Assigned task: What is wanted is an exact copy of all the entries.

Record excerpts:
↓

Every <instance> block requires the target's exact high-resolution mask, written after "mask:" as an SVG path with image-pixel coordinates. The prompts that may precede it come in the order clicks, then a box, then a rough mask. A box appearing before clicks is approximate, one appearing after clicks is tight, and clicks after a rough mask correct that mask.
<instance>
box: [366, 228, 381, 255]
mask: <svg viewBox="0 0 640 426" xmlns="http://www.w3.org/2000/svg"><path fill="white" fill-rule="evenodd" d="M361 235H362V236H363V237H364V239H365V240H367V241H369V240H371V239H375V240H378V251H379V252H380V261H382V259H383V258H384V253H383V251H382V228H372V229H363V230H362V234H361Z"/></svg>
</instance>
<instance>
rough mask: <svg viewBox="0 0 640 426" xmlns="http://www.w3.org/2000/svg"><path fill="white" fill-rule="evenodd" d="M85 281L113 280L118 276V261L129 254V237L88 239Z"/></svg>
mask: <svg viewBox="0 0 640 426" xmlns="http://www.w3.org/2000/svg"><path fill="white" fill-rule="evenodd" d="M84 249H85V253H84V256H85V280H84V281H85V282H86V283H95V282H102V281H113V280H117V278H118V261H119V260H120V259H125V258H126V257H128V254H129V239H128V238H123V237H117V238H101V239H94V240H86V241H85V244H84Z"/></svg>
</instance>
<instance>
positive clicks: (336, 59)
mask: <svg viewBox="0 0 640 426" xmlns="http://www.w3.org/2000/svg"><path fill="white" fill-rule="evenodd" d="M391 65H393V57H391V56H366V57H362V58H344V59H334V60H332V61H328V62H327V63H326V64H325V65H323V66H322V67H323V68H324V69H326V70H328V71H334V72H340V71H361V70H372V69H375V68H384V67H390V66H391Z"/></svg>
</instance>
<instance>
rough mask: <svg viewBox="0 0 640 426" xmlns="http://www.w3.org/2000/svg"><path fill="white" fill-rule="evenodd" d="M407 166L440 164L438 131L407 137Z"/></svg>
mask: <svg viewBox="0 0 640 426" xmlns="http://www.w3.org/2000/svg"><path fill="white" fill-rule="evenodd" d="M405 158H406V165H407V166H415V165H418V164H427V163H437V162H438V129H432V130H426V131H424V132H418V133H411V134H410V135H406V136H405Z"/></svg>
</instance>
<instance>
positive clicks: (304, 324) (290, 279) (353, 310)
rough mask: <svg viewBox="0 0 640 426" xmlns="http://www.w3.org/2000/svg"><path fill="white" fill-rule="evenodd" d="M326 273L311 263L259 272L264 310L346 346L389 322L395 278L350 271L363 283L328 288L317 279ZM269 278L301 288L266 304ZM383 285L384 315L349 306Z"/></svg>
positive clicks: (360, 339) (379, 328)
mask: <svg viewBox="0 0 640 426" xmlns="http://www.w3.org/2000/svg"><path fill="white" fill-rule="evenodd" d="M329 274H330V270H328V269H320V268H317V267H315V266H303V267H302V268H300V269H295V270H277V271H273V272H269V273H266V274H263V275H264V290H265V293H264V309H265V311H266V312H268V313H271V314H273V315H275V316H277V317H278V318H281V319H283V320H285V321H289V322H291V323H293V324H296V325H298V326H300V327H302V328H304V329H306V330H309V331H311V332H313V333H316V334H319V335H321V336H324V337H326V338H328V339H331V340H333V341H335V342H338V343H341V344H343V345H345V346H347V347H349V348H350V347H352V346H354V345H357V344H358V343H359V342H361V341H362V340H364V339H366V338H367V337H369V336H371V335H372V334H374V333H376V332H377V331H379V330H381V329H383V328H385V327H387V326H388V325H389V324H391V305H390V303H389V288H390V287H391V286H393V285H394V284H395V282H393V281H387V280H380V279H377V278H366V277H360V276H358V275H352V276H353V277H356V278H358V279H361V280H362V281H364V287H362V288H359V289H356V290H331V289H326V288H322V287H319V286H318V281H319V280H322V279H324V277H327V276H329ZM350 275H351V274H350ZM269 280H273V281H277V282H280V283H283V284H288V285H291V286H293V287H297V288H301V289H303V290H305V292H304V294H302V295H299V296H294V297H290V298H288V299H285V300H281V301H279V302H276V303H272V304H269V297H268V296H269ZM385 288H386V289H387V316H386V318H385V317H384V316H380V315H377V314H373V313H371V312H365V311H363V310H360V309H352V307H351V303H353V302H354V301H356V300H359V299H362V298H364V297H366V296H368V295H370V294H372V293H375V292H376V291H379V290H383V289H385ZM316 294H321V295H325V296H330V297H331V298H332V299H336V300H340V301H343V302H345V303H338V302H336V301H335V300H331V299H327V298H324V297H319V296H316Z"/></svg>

↑

Result below:
Every <instance> block requires the target's exact high-resolution mask, written after "mask:" as an SVG path with image-pixel coordinates. The prompts that may precede it come in the order clicks, then a box, then a rough mask. A box appearing before clicks is approximate, one appearing after clicks is tight, and clicks after a rough mask correct that mask.
<instance>
box: [366, 228, 381, 255]
mask: <svg viewBox="0 0 640 426" xmlns="http://www.w3.org/2000/svg"><path fill="white" fill-rule="evenodd" d="M361 235H362V236H363V237H364V239H365V240H367V241H369V240H371V239H375V240H378V251H379V252H380V261H382V259H383V258H384V253H383V251H382V228H372V229H363V230H362V234H361Z"/></svg>
</instance>
<instance>
rough mask: <svg viewBox="0 0 640 426" xmlns="http://www.w3.org/2000/svg"><path fill="white" fill-rule="evenodd" d="M85 281L113 280L118 276V261L129 254V237L88 239Z"/></svg>
mask: <svg viewBox="0 0 640 426" xmlns="http://www.w3.org/2000/svg"><path fill="white" fill-rule="evenodd" d="M84 249H85V253H84V256H85V280H84V281H85V282H86V283H95V282H102V281H113V280H117V278H118V261H119V260H120V259H125V258H126V257H128V254H129V239H128V238H123V237H117V238H101V239H94V240H86V241H85V244H84Z"/></svg>
</instance>
<instance>
positive clicks: (336, 59)
mask: <svg viewBox="0 0 640 426" xmlns="http://www.w3.org/2000/svg"><path fill="white" fill-rule="evenodd" d="M391 65H393V57H391V56H366V57H362V58H344V59H334V60H332V61H328V62H327V63H326V64H325V65H323V66H322V67H323V68H324V69H326V70H328V71H334V72H340V71H361V70H372V69H375V68H384V67H390V66H391Z"/></svg>
</instance>
<instance>
rough mask: <svg viewBox="0 0 640 426" xmlns="http://www.w3.org/2000/svg"><path fill="white" fill-rule="evenodd" d="M407 166L440 164L438 131L407 137Z"/></svg>
mask: <svg viewBox="0 0 640 426" xmlns="http://www.w3.org/2000/svg"><path fill="white" fill-rule="evenodd" d="M405 158H406V165H407V166H415V165H418V164H427V163H437V162H438V129H432V130H426V131H424V132H418V133H411V134H410V135H406V136H405Z"/></svg>
</instance>
<instance>
positive clicks: (304, 324) (290, 279) (353, 310)
rough mask: <svg viewBox="0 0 640 426" xmlns="http://www.w3.org/2000/svg"><path fill="white" fill-rule="evenodd" d="M326 273L311 263L259 272L264 310L346 346L389 322L395 278L350 271L363 283L328 288L317 279ZM269 278L301 288L266 304ZM383 285L384 315L349 306Z"/></svg>
positive clicks: (360, 339) (379, 328)
mask: <svg viewBox="0 0 640 426" xmlns="http://www.w3.org/2000/svg"><path fill="white" fill-rule="evenodd" d="M329 274H330V270H328V269H320V268H317V267H315V266H303V267H302V268H300V269H295V270H277V271H273V272H269V273H266V274H263V275H264V290H265V293H264V309H265V311H266V312H268V313H271V314H273V315H275V316H277V317H278V318H281V319H283V320H285V321H289V322H291V323H293V324H296V325H298V326H300V327H302V328H304V329H306V330H309V331H311V332H313V333H316V334H319V335H321V336H324V337H326V338H328V339H331V340H333V341H335V342H338V343H341V344H343V345H345V346H347V347H349V348H350V347H352V346H354V345H357V344H358V343H359V342H361V341H362V340H364V339H366V338H367V337H369V336H371V335H372V334H374V333H376V332H377V331H379V330H381V329H383V328H385V327H387V326H388V325H389V324H391V305H390V303H389V288H390V287H391V286H393V285H394V284H395V282H393V281H387V280H380V279H377V278H366V277H360V276H358V275H352V276H353V277H356V278H358V279H361V280H362V281H364V287H362V288H359V289H356V290H331V289H326V288H322V287H319V286H318V281H319V280H322V279H324V277H327V276H329ZM350 275H351V274H350ZM269 280H273V281H277V282H280V283H283V284H288V285H291V286H293V287H297V288H301V289H303V290H305V292H304V294H302V295H299V296H294V297H290V298H288V299H285V300H281V301H279V302H276V303H272V304H269V297H268V296H269ZM385 288H386V289H387V316H386V318H385V317H384V316H380V315H377V314H373V313H371V312H365V311H363V310H360V309H352V307H351V303H353V302H354V301H356V300H359V299H362V298H364V297H366V296H368V295H370V294H372V293H375V292H376V291H379V290H383V289H385ZM316 294H321V295H325V296H330V297H331V298H332V299H336V300H340V301H343V302H345V303H338V302H336V301H335V300H331V299H327V298H324V297H319V296H316Z"/></svg>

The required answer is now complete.